Malware DeepLoad usa ClickFix e WMI para roubar credenciais de navegador
31 de Março de 2026

Uma nova campanha tem explorado a tática de engenharia social conhecida como ClickFix para distribuir um malware loader inédito chamado DeepLoad.

Pesquisadores da ReliaQuest, Thassanai McCabe e Andrew Currie, explicam em um relatório compartilhado com o The Hacker News que o DeepLoad provavelmente utiliza obfuscação assistida por inteligência artificial (AI) e injeção de processo para evitar detecções estáticas.

O roubo de credenciais começa imediatamente, capturando senhas e sessões mesmo que o loader principal seja bloqueado.

O ataque inicia com uma isca ClickFix que engana o usuário para executar comandos PowerShell ao colar um comando no diálogo Executar do Windows, sob o pretexto de corrigir um problema inexistente.

Esse comando usa o mshta.exe, uma ferramenta legítima do Windows, para baixar e executar um loader PowerShell ofuscado.

O loader oculta sua verdadeira função por meio de atribuições de variáveis sem sentido, numa tentativa clara de enganar ferramentas de segurança.

Os pesquisadores acreditam que os atacantes usaram uma ferramenta de inteligência artificial para criar essa camada de obfuscação.

O DeepLoad busca se misturar ao funcionamento normal do Windows.

Esconde seu payload dentro de um executável chamado LockAppHost.exe, um processo legítimo responsável pela tela de bloqueio do sistema.

Além disso, o malware apaga seu histórico de comandos PowerShell e utiliza funções nativas do Windows diretamente, em vez de comandos PowerShell padrão, para iniciar processos e modificar a memória.

Isso permite evitar monitoramentos comuns que vigiam atividades baseadas em PowerShell.

Para escapar da detecção baseada em arquivos, o DeepLoad gera dinamicamente um componente secundário usando o recurso Add-Type do PowerShell, que compila e executa código em C#.

▶ [Registros]:
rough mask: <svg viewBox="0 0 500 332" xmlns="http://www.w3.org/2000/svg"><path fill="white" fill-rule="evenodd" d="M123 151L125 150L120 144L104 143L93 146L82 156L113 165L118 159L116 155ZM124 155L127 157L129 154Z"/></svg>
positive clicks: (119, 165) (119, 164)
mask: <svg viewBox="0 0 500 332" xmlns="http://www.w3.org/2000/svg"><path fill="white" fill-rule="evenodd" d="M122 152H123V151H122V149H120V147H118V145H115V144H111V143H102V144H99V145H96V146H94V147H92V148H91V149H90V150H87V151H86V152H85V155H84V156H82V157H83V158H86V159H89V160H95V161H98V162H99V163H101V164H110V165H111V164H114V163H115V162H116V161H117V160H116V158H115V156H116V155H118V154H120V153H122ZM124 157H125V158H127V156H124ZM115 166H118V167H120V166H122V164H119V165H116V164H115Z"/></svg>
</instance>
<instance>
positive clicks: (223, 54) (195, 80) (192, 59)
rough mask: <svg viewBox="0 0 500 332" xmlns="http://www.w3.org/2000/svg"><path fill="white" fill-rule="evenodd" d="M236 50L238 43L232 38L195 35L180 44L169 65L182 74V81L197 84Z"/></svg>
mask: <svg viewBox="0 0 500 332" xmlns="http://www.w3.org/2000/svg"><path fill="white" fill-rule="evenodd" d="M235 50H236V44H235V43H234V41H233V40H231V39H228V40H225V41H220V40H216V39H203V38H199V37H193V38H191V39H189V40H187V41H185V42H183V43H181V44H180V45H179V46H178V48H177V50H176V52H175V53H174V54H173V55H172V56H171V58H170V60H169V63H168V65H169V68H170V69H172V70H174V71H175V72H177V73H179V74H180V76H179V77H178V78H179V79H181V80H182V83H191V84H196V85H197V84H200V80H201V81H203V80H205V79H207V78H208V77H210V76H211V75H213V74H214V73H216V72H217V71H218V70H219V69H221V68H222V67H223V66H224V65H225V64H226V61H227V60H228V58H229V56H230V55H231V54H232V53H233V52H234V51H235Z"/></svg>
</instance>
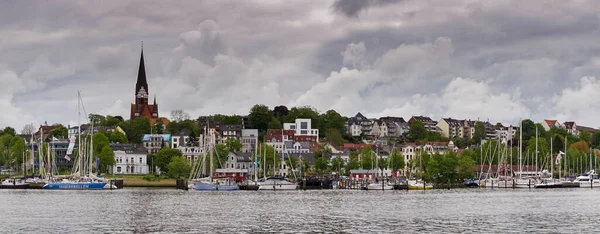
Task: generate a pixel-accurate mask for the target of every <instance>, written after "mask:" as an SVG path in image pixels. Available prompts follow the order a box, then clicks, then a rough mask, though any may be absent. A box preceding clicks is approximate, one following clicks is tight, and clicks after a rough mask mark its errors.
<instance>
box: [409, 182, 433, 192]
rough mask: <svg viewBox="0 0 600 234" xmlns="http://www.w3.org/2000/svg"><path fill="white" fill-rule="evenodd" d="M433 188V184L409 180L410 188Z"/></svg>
mask: <svg viewBox="0 0 600 234" xmlns="http://www.w3.org/2000/svg"><path fill="white" fill-rule="evenodd" d="M429 189H433V186H432V185H428V184H425V183H424V182H423V181H416V180H412V181H408V190H429Z"/></svg>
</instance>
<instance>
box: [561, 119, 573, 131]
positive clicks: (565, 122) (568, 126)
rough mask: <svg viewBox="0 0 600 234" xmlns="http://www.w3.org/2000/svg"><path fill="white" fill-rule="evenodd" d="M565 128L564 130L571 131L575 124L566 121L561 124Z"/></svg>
mask: <svg viewBox="0 0 600 234" xmlns="http://www.w3.org/2000/svg"><path fill="white" fill-rule="evenodd" d="M563 125H564V126H565V129H569V130H570V129H573V126H575V122H573V121H567V122H565V123H564V124H563Z"/></svg>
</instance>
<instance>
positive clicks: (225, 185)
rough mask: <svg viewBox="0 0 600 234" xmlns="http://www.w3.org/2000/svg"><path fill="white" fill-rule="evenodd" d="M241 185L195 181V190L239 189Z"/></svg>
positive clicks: (231, 189) (216, 190) (228, 189)
mask: <svg viewBox="0 0 600 234" xmlns="http://www.w3.org/2000/svg"><path fill="white" fill-rule="evenodd" d="M239 189H240V187H239V186H237V185H224V184H214V183H201V182H196V183H194V190H198V191H219V190H220V191H232V190H239Z"/></svg>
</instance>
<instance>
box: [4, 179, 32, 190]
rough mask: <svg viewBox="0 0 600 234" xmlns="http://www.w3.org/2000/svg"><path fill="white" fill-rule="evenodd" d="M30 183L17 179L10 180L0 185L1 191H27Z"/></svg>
mask: <svg viewBox="0 0 600 234" xmlns="http://www.w3.org/2000/svg"><path fill="white" fill-rule="evenodd" d="M26 188H29V183H27V182H25V181H23V180H22V179H17V178H8V179H6V180H4V181H2V183H1V184H0V189H26Z"/></svg>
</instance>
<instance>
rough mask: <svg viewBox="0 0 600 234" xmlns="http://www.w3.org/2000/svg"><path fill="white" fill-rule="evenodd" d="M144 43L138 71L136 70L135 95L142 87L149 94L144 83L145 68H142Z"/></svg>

▶ [O que fazer]:
1 > Segundo o texto sobre o DeepLoad, em qual executável o malware esconde seu payload?
2 > Copie do texto sobre o DeepLoad o trecho entre "Uma nova campanha" e "loader PowerShell ofuscado.", inclusive.
3 > De acordo com o texto sobre o DeepLoad, por que o malware usa funções nativas do Windows diretamente em vez de comandos PowerShell padrão?
Os registros não são necessários para estas tarefas.

▶ [Respostas em ordem]:
1 > No LockAppHost.exe, um processo legítimo responsável pela tela de bloqueio do sistema.

2 >
Uma nova campanha tem explorado a tática de engenharia social conhecida como ClickFix para distribuir um malware loader inédito chamado DeepLoad.

Pesquisadores da ReliaQuest, Thassanai McCabe e Andrew Currie, explicam em um relatório compartilhado com o The Hacker News que o DeepLoad provavelmente utiliza obfuscação assistida por inteligência artificial (AI) e injeção de processo para evitar detecções estáticas.

O roubo de credenciais começa imediatamente, capturando senhas e sessões mesmo que o loader principal seja bloqueado.

O ataque inicia com uma isca ClickFix que engana o usuário para executar comandos PowerShell ao colar um comando no diálogo Executar do Windows, sob o pretexto de corrigir um problema inexistente.

Esse comando usa o mshta.exe, uma ferramenta legítima do Windows, para baixar e executar um loader PowerShell ofuscado.

3 > O malware faz isso para iniciar processos e modificar a memória sem passar pelos comandos PowerShell padrão. Assim, consegue evitar os monitoramentos comuns que vigiam atividades baseadas em PowerShell.